# ENUNCIATO DEL PROBLEMA
Riprendi il testo sui ricorsi di revisione presentati da Federico Scotta e continualo a partire dall'ultima frase riportata.

┌─ BRANO DI TESTO

Con ricorso del 14 marzo 2019 Scotta Federico proponeva istanza di revisione  avverso la sentenza n.771/99 della Corte d’Appello di Bologna ( divenuta irrevocabile per il respinto ricorso in Cassazione), con la quale era stato condannato ad anni nove di reclusione.

Con distinti ricorsi del 1 ottobre 2019 Scotta Federico e l’ex coniuge Kaemphet Lamhab proponevano ricorso per la revisione della sentenza  n.1657/01 della Corte d’Appello di Bologna ( passata in giudicato per il respinto ricorso in Cassazione), con la quale il primo veniva condannato alla pena di anni due di reclusione, in aumento per la continuazione con i reati di cui al precedente processo, rideterminando così la pena in complessivi anni undici di reclusione, la seconda alla pena di anni  due e mesi sei.

 

LE SENTENZE

Con sentenze n. 1207 e 1208 del  22.09.2020 la Corte d’Appello di Ancona rigettava entrambi i ricorsi presentati da Federico Scotta e Khaempet Lamhab per la revisione dei due processi in cui subirono condanne, svoltisi negli anni 2000, 2001.

Motivo fondante delle decisioni è quello secondo cui le prove nuove proposte dai ricorrenti “non sono in grado di alterare il quadro probatorio alla luce del quale intervennero le condanne oggetto di revisione”. Gli elementi “nuovi” presentati non possono “giovare alla tesi difensiva dell’atteggiamento preconcetto degli operatori sociali, rei “, secondo la difesa, di aver “orientato, inquinandole, le dichiarazioni dei minori in senso colpevolista, dovendosi, piuttosto apprezzare la solidità dell’impianto logico argomentativo delle sentenze impugnate”.

Specificamente, sull’esame degli elementi portati dalla difesa, troviamo una serie di importanti precisazioni che sconfessano del tutto le tesi sostenute dal giornalista Pablo Trincia in “Veleno”.

Sul fatto della pretesa suggestione operata dalla Dott.ssa V.D., la Corte sottolinea che “le prime rivelazioni dei minori abusati non furono effettuate alla Dott.ssa V.D.”, ma ad altre persone, “senza contare che quanto riferito alla psicologa, venne ribadito davanti ai giudici, in dibattimento”.

Ancora, viene osservato che è mancata “l’indicazione di fatti specifici di carattere manipolativo, in un preciso contesto spazio-temporale”. Inoltre, “dell’inesistenza di etero suggestioni condizionanti durante l’ascolto dei minori dava atto anche la sentenza di questa Corte del 23.11.2005 n. 1364” (con la quale veniva respinta una revisione presentata da altri condannati negli stessi processi).

└─
┌─ VOCI

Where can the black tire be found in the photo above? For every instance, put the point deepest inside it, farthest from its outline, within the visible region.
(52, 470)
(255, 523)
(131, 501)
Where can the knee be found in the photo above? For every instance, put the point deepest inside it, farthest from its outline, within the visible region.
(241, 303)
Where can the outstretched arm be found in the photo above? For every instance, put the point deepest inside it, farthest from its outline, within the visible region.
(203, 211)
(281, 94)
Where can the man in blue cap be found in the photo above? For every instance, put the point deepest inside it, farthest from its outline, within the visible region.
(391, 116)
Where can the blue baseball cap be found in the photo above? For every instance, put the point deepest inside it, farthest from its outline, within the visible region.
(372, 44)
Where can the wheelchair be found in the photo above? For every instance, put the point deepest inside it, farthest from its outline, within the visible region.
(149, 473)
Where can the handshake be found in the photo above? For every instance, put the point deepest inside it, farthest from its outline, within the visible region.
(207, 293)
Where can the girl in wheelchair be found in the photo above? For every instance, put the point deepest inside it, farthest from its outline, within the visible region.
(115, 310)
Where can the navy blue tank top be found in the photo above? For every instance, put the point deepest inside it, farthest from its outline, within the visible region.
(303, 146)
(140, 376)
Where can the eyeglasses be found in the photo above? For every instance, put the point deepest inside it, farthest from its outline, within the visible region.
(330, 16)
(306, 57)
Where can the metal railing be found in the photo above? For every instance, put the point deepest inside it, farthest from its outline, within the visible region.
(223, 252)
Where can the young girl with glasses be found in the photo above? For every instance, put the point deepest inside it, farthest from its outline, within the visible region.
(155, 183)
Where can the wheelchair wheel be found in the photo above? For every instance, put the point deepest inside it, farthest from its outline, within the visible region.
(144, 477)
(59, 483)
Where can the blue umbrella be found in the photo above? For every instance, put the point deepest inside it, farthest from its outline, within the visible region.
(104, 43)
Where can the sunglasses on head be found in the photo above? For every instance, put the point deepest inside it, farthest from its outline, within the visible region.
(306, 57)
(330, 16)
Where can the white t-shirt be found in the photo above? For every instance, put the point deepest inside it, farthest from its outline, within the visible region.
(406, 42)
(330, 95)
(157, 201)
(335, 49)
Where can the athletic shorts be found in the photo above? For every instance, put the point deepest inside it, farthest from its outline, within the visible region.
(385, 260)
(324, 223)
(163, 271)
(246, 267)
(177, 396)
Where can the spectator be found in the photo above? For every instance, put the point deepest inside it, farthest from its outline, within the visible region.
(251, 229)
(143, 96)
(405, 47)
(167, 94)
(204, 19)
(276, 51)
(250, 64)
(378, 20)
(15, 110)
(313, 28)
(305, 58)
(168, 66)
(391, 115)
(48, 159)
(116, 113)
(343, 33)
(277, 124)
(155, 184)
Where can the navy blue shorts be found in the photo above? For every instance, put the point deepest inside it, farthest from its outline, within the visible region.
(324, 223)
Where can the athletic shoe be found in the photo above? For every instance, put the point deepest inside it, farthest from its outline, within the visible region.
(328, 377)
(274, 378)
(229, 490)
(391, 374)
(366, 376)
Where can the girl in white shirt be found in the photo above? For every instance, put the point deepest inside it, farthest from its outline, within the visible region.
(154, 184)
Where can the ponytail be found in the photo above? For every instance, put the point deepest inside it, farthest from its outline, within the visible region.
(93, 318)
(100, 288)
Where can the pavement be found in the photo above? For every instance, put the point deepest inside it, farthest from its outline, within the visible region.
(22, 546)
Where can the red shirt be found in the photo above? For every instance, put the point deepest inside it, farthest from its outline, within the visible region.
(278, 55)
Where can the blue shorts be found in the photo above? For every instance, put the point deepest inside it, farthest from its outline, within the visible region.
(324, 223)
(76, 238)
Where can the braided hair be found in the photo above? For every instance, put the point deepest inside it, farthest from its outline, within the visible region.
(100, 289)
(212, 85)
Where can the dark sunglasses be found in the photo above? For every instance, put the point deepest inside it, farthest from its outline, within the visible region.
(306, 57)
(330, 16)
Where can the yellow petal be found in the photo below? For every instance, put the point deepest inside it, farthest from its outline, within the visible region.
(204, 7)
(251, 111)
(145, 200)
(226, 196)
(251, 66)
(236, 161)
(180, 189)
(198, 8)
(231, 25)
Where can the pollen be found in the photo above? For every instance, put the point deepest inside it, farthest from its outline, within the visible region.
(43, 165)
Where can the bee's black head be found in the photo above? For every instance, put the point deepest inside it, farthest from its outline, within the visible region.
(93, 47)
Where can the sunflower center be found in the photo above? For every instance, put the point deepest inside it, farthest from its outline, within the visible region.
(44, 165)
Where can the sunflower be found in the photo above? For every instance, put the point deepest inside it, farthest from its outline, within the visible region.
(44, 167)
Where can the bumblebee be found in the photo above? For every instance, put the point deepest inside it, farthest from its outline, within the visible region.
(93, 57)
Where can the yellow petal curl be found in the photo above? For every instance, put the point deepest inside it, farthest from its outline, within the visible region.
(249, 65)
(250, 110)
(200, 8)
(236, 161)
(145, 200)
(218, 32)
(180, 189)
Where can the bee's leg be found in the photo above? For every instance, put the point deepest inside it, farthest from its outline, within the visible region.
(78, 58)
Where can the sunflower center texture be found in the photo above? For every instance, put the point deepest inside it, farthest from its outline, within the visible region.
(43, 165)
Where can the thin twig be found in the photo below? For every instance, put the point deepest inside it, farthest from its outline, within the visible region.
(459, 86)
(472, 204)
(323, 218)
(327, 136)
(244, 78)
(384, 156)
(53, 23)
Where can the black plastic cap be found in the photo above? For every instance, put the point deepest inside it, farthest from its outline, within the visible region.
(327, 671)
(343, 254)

└─

# RISPOSTA AL COMPITO
Sulla pretesa esistenza, ora come allora, (in riferimento cioè ai fatti di Bibbiano) di un “giro d’affari” dei Servizi in territorio emiliano volto ad allontanare minori dai genitori naturali mediante accuse infamanti, la Corte ritiene saggiamente che per fare ciò “non è necessario indurlo (il minore) a fargli dire di aver subito abusi sessuali”, essendo sufficiente allo scopo “fargli dire di essere percosso, di non essere alimentato e curato, senza arrivare agli abusi sessuali”.

Sulla pretesa inadeguatezza del “processo di disvelamento progressivo” seguito dalle psicologhe di scuola Cismai, la Corte precisa che, come riconosciuto anche nella sentenza C.A. 1141/2013, allegata dalla stessa difesa, “la gradualità e progressività delle dichiarazioni dei minori, in sé, è circostanza assolutamente normale in bambini abusati, dovendo sovente il minore vincere la paura e la vergogna… e dovendo potersi fidare dei suoi interlocutori”.

Sul richiamo della difesa alla Carta di Noto, la cui prima versione risale al 1996, poco prima dei fatti, la Corte osserva che “non è affatto conferente, in quanto le linee guida sull’ascolto del minore non costituiscono l’enunciato di tecniche scientifiche verificabili attraverso lo strumento della falsificabilità, quanto piuttosto un insieme di cautele, precauzioni e modelli comportamentali” per ridurre al minimo “traumatiche ricadute esperenziali in funzione della protezione psicologica  del minore…”: in proposito la Corte richiama giurisprudenza conforme della S.C. .

Inoltre, se anche risultassero non applicati i criteri della Carta, ciò “non determina nullità o inutilizzabilità della prova; … non significa necessariamente che il narrato del minore sia falso… semmai le metodiche a suo tempo prescelte… ressero nello scrutinio di validità dei giudici che le ritennero funzionali allo scopo e non impregnate di cd. errori scientifici tali da produrre la falsificazione di dati obiettivi”.

Secondo la Corte, non viene altresì offerta dimostrazione che l’osservanza dei criteri della Carta avrebbe “sicuramente permesso di conseguire dati obiettivi nuovi…non raggiungibili con le metodiche in precedenza disponibili”.

Sulle deposizioni testimoniali offerte dalla difesa, la Corte ritiene che ”non hanno l’attitudine di minare alle basi, di smentire dalle sue fondamenta l’impianto accusatorio che portò alle condanne ”. Ancora, “il mero dubbio postumo insorto nel propalante, oggi divenuto adulto, sull’affidabilità di quanto a suo tempo dichiarato in età minore, non è presupposto di ammissibilità del giudizio di revisione… essendo fuori dalla nozione di nuova prova….Il nuovo esame di soggetti già sentiti in età minore è ben lungi dall’essere definibile una prova decisiva, ma semmai è una prova aperta ad ogni esito……” Per l’ammissibilità della revisione gli elementi decisivi sono quelli che, se accertati, “dimostrano che il condannato deve essere prosciolto” (art. 630 c.p.p.).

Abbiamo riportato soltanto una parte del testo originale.